**Required actions**
1) List the Twitter features that the piece on Twitter turning 10 says came from suggestions by its users.
2) From the piece on Twitter turning 10, copy the stretch from "However, customer service" through "away from commercials." word for word.

**Text segment**

▬▬▬

Twitter turned 10 this year and it’s inspiring how much the world has changed since the first Tweet was posted.
Twitter turned 10 this year. It’s inspiring how much the world has changed since the first Tweet was posted.
The very vision we had on mass media, marketing, consumers or communication has dramatically evolved to the point of little resemblance.
And while we’ve felt like passive assistants of this metamorphosis, the truth is we had a bigger word to say in the development of social media than we’d think of.
When it comes to Twitter, everything from the @reply, to the hashtag or retweet, every significant improvement was a suggestion from its users after all, it’s the people that make it substantial. Without a robust community, there is no social media.
But it’s not just marketing and Twitter that changed. It’s the very fabric of our communication that went through a paradigm shift. In the attempt to see a status overview, we’re going to take a look at how Twitter changed us, marketers, communicators, brands and ultimately users.
How Brands Communicate with People Differently
We’ve long passed the point where people would stare at banners on the street thinking: "what a great ad!". Today we’re installing extensions that prevent commercials and ads from being shows abusively.
However, customer service through Tweets has increased with over 2.5 times during the past two years, and so did brand engagement. Following this logic, there must be something that brands are ‘doing right’ to generate awareness in a world where it seems that all we do is run away from commercials.
Spontaneity is what they do. The Super-Bowl-lights-out-Oreo-Tweet-In scheme seems to work wonders - because it’s witty, it’s on the spot and unsophisticated, and it speaks up for people while being a little ironic at the same time. It is the best side comment of a hazard with a sweet brand integration to make you like it even more.

▬▬▬

**Given entries**
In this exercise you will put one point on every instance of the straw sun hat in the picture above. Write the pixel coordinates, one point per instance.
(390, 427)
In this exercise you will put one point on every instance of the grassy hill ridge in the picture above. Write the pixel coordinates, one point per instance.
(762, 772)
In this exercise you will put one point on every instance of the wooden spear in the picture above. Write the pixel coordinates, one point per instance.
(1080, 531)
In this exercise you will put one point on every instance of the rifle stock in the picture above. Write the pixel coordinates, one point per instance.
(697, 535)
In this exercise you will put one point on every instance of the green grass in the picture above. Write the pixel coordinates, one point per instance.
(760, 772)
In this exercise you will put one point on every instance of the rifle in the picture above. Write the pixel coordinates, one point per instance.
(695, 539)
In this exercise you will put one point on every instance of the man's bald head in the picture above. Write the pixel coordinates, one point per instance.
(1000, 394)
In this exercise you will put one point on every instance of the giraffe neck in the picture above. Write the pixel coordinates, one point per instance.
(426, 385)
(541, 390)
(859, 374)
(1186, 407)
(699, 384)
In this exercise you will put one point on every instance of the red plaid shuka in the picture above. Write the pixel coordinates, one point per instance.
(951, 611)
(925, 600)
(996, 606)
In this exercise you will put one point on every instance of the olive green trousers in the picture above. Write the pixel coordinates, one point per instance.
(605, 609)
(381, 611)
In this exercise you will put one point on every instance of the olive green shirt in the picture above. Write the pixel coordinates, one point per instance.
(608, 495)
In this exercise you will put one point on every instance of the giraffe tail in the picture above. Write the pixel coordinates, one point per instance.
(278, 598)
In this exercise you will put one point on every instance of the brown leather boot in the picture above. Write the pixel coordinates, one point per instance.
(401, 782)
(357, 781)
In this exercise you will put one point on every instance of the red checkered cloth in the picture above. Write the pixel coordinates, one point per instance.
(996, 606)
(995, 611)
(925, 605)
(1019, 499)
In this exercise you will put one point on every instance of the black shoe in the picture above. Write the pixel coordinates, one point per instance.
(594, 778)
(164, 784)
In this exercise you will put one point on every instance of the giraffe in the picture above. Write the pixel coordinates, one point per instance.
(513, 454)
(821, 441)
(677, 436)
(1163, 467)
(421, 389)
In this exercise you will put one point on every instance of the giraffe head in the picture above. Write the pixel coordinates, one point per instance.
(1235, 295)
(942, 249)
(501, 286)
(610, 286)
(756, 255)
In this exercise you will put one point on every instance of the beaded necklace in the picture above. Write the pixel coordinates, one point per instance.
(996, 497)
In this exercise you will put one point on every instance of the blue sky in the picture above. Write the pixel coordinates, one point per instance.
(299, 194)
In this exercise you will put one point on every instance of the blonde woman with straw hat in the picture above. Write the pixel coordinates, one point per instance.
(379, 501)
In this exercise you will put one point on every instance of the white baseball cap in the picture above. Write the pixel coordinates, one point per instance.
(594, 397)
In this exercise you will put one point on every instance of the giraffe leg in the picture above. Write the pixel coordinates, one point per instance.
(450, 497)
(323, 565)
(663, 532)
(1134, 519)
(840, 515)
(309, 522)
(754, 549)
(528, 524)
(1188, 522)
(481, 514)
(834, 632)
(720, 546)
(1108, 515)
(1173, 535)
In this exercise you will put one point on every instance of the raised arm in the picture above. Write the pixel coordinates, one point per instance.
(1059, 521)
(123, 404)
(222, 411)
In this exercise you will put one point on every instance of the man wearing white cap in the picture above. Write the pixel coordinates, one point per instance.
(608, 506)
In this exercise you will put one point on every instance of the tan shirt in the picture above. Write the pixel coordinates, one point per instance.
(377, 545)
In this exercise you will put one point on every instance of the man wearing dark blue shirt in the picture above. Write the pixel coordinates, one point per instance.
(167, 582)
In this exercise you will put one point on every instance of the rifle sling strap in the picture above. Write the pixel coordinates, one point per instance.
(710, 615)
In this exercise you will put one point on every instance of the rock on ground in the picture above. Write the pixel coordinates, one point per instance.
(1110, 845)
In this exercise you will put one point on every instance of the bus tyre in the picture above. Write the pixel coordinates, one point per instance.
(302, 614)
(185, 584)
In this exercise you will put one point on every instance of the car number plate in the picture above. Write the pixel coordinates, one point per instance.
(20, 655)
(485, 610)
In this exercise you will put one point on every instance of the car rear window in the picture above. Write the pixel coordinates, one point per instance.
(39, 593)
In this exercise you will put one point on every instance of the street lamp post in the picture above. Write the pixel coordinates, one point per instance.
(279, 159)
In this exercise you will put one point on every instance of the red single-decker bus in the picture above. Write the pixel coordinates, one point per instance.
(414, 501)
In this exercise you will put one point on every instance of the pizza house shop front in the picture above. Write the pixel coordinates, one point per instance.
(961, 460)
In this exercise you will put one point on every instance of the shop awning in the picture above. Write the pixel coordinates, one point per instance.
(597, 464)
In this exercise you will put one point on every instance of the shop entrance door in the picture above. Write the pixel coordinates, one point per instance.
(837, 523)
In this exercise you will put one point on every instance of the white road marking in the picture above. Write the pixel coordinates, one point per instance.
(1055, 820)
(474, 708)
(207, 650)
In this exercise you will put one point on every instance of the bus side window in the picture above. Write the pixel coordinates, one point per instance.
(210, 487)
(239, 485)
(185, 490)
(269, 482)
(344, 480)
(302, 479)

▬▬▬

**Answers to each task**
1)
- the @reply
- the hashtag
- the retweet

2)
However, customer service through Tweets has increased with over 2.5 times during the past two years, and so did brand engagement. Following this logic, there must be something that brands are ‘doing right’ to generate awareness in a world where it seems that all we do is run away from commercials.